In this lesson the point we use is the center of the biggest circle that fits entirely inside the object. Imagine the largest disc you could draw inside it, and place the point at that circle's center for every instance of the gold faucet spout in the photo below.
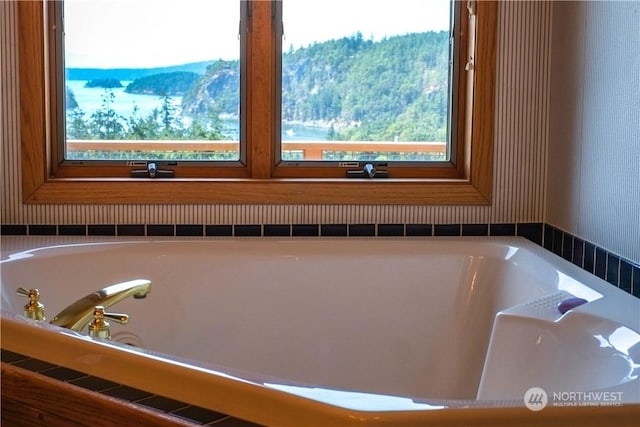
(77, 315)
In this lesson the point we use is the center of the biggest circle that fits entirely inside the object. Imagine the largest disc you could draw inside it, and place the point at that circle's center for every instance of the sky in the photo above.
(152, 33)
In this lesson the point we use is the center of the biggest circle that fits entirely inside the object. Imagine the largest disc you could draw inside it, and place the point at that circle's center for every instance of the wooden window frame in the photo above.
(43, 182)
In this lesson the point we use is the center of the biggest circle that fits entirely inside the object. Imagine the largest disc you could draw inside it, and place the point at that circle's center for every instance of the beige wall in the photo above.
(594, 139)
(520, 144)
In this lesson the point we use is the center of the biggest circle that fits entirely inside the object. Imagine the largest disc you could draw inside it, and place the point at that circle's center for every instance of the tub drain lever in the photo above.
(99, 327)
(34, 309)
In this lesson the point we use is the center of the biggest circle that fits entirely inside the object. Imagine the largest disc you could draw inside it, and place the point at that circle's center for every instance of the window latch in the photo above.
(368, 171)
(152, 171)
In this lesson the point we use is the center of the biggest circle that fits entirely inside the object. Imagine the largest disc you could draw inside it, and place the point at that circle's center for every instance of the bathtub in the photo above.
(336, 331)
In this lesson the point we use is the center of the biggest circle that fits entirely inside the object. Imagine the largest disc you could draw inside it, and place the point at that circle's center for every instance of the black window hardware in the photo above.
(152, 171)
(369, 170)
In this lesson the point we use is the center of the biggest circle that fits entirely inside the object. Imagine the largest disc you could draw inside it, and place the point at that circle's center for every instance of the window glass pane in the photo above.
(366, 80)
(161, 78)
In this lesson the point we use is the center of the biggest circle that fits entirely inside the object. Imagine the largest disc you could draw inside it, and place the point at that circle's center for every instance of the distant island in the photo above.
(104, 83)
(396, 88)
(173, 84)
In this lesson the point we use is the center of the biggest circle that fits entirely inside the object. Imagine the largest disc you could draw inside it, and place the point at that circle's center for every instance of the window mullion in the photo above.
(261, 90)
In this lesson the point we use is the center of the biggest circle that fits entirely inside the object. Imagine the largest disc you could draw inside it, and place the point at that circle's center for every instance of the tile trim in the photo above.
(617, 270)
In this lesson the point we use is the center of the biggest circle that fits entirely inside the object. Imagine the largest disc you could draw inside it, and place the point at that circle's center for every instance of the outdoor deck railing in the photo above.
(311, 150)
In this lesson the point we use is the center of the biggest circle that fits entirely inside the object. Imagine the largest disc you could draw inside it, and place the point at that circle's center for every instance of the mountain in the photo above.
(393, 88)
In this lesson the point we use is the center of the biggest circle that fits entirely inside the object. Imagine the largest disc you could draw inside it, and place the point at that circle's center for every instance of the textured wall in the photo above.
(522, 100)
(594, 139)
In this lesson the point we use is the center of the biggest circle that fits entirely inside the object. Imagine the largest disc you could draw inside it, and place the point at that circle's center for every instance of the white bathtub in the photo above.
(334, 331)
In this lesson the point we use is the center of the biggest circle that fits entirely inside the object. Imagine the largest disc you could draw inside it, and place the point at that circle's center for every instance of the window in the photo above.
(265, 167)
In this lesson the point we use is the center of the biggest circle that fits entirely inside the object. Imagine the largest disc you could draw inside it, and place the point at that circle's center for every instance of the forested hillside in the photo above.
(392, 89)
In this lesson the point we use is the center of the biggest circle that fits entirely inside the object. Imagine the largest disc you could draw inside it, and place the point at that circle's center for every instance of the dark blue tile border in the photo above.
(419, 230)
(447, 230)
(362, 230)
(334, 230)
(475, 229)
(189, 230)
(218, 230)
(305, 230)
(247, 230)
(594, 259)
(390, 230)
(101, 230)
(43, 230)
(276, 230)
(130, 229)
(164, 230)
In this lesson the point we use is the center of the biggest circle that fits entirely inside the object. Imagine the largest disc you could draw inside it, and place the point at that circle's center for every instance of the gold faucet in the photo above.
(34, 309)
(77, 315)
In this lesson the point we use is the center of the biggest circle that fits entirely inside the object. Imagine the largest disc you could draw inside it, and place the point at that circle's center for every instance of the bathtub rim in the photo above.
(13, 327)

▶ **Exercise prompt**:
Quote the entries word for word, starting with the line that contains "faucet in the photo above." and continuing through the last line of the entries.

▶ **Problem solution**:
In this lesson the point we use is the center of the biggest circle that fits entirely inside the object. Imagine the largest disc you could draw inside it, and place the point at that circle's center for every instance of the gold faucet in the photo above.
(34, 309)
(77, 315)
In this lesson the point we use is the center of the biggest circle that fits entirely inside the object. Imagine the largest disc you could draw inside it, and place the point at that circle's center for every instance of the bathtub rim in the photo above.
(13, 327)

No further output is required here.